→ Records:
━━━━━━━━━━

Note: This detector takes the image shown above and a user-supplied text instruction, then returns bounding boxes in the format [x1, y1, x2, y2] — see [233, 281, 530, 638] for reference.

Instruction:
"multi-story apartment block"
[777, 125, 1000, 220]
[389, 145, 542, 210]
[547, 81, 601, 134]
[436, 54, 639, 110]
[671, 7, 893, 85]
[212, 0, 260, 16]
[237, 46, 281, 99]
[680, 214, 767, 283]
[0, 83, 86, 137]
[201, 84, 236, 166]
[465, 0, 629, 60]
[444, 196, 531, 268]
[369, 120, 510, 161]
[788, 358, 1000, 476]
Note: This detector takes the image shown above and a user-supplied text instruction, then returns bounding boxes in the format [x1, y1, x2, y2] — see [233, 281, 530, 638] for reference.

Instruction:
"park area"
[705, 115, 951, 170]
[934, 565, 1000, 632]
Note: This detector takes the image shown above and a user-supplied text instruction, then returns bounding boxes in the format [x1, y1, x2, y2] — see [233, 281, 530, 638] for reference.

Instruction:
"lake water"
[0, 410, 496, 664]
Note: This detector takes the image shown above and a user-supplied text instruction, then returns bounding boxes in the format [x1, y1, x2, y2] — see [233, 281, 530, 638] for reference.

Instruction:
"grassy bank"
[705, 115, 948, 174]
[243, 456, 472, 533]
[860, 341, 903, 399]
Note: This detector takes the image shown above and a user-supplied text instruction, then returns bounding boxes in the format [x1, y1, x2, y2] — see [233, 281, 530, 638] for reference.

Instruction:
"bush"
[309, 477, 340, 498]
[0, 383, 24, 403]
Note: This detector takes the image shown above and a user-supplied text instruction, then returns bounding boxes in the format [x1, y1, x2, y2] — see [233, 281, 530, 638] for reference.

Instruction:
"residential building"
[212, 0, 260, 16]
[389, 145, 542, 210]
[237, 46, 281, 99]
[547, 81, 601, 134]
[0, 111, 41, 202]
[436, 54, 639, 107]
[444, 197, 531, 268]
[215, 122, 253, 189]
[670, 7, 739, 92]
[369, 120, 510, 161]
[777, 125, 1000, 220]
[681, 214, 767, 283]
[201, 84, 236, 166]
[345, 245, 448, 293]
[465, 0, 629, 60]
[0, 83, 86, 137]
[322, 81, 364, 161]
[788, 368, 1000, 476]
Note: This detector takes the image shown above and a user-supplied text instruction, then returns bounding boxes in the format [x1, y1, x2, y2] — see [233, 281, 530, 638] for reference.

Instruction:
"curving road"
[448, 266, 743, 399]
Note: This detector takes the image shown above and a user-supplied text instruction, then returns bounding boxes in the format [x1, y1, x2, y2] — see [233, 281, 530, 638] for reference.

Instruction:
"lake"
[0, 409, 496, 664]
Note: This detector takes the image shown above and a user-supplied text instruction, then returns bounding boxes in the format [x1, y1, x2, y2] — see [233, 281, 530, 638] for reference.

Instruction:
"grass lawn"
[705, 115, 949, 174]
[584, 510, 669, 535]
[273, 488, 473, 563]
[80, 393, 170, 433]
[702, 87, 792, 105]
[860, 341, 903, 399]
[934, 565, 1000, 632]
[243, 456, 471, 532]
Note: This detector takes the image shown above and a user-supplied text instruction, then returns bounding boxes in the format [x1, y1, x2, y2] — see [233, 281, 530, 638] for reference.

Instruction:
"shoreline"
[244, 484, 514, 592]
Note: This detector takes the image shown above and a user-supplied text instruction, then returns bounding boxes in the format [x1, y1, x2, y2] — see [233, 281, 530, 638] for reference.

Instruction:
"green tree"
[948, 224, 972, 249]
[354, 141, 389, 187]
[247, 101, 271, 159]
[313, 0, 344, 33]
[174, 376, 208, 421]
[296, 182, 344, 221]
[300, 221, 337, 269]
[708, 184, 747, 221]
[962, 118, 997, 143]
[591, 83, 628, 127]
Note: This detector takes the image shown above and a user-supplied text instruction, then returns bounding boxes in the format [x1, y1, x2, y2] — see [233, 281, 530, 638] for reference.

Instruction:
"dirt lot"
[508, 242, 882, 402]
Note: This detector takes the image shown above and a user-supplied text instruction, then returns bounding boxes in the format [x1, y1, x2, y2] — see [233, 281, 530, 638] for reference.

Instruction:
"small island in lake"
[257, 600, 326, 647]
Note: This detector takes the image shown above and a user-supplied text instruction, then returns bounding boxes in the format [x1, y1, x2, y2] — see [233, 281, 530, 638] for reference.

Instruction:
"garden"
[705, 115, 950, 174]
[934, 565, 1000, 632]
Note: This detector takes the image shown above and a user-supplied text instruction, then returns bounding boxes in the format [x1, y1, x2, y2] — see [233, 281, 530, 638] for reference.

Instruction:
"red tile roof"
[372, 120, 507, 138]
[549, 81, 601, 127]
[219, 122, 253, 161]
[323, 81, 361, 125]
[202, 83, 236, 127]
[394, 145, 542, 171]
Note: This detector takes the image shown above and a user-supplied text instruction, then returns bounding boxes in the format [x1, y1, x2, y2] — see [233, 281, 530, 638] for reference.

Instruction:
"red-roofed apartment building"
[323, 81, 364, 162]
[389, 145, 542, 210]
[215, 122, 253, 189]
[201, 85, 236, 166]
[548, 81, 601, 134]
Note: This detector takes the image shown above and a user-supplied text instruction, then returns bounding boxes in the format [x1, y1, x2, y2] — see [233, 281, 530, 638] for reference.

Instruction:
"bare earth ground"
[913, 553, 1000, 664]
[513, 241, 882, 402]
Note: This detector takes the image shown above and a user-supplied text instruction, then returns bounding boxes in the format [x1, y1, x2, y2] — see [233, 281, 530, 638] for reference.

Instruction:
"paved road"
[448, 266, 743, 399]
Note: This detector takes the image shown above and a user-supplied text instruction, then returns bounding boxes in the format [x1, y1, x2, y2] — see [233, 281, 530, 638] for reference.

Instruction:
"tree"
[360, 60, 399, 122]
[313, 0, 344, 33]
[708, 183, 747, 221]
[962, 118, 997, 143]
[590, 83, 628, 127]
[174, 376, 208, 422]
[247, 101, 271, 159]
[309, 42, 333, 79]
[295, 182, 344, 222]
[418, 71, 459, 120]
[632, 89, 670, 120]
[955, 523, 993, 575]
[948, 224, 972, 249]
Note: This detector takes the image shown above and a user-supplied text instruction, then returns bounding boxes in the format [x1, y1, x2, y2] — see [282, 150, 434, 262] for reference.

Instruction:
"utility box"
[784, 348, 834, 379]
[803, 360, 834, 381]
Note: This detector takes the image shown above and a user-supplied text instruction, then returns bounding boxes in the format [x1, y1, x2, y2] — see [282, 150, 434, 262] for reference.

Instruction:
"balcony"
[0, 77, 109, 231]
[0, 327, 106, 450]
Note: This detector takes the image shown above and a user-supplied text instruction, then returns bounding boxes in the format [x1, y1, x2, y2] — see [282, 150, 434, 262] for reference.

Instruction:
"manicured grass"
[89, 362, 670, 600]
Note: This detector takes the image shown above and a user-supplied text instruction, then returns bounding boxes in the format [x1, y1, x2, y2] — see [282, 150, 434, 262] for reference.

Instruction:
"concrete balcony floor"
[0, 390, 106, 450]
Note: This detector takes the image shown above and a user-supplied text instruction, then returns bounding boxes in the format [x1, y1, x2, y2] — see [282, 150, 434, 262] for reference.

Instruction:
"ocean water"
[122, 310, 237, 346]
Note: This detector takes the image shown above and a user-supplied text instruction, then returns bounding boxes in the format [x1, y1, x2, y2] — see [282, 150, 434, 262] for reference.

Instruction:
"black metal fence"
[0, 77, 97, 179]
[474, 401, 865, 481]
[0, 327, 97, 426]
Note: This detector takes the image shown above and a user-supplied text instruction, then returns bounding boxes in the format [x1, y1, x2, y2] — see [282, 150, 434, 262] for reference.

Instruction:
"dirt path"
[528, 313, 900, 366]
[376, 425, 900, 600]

━━━━━━━━━━

→ Directive: Gather every line of the data above that contains the string "apartment", and list each one on its own line.

→ Expected output:
"multi-story apartment block"
"red-roofed apartment building"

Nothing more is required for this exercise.